SUPPLIED MATERIAL START

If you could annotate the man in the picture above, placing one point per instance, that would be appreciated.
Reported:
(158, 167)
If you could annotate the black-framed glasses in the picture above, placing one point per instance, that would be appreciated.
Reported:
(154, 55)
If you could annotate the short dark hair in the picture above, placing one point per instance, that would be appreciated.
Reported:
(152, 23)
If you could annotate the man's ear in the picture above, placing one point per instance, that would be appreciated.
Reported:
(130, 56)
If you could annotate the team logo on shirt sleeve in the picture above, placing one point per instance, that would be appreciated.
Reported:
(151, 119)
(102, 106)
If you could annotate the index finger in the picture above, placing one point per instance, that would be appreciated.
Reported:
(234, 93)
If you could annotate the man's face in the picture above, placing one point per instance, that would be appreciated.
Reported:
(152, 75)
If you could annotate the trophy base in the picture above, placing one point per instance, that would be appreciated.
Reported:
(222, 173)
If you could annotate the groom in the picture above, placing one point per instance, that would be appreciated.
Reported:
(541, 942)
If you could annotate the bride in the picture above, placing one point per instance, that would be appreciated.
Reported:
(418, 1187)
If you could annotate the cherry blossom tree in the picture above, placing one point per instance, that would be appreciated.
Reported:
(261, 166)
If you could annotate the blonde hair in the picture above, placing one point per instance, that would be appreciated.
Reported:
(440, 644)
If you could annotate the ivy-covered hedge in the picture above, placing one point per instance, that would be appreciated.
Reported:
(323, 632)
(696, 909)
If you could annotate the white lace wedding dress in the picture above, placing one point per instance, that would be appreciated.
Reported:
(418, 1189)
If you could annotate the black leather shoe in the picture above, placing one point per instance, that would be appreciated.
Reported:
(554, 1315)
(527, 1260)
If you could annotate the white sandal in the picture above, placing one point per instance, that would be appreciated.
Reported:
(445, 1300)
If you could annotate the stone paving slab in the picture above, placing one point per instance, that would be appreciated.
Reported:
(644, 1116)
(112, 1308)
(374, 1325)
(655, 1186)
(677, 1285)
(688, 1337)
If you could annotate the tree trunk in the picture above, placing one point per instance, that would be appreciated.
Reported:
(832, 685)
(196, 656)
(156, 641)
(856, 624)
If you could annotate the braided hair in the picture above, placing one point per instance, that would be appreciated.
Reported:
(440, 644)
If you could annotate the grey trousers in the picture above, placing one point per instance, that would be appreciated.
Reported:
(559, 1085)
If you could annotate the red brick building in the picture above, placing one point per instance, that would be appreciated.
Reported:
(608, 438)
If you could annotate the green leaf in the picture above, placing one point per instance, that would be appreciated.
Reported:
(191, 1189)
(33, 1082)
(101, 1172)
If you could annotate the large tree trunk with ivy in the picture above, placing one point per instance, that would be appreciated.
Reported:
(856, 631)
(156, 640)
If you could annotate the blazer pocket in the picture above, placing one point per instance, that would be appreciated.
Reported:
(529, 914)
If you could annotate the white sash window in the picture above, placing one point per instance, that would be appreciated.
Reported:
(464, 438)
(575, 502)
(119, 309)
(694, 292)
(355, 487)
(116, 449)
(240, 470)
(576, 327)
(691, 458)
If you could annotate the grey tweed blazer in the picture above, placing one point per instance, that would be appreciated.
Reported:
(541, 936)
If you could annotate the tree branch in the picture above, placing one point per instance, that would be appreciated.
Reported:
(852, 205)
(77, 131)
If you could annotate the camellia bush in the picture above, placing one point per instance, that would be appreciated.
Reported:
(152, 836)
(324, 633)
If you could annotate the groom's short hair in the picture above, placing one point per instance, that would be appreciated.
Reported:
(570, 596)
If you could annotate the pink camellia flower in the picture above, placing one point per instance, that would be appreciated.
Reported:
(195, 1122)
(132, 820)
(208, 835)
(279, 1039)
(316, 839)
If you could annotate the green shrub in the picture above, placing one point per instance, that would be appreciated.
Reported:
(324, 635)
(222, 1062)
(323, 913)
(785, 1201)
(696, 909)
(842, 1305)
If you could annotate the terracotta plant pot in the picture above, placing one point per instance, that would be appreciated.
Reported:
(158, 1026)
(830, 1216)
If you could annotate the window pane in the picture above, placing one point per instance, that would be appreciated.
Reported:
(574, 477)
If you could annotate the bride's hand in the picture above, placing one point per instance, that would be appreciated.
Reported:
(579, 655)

SUPPLIED MATERIAL END

WORK TASK: Reproduce exactly the lines from the one with "If you could annotate the terracotta" through the end of the entries above, both ends included.

SOLUTION FOR THIS TASK:
If you could annotate the terracotta plant pot in the picture above, placing one point per instance, that would be appreciated.
Reported:
(158, 1026)
(830, 1216)
If you could annotate the window pane in the picture above, placing one point per instance, that would be appreciated.
Reported:
(574, 477)
If you could annotate the bride's hand in the picture above, placing one point per instance, that would be appreciated.
Reported:
(579, 655)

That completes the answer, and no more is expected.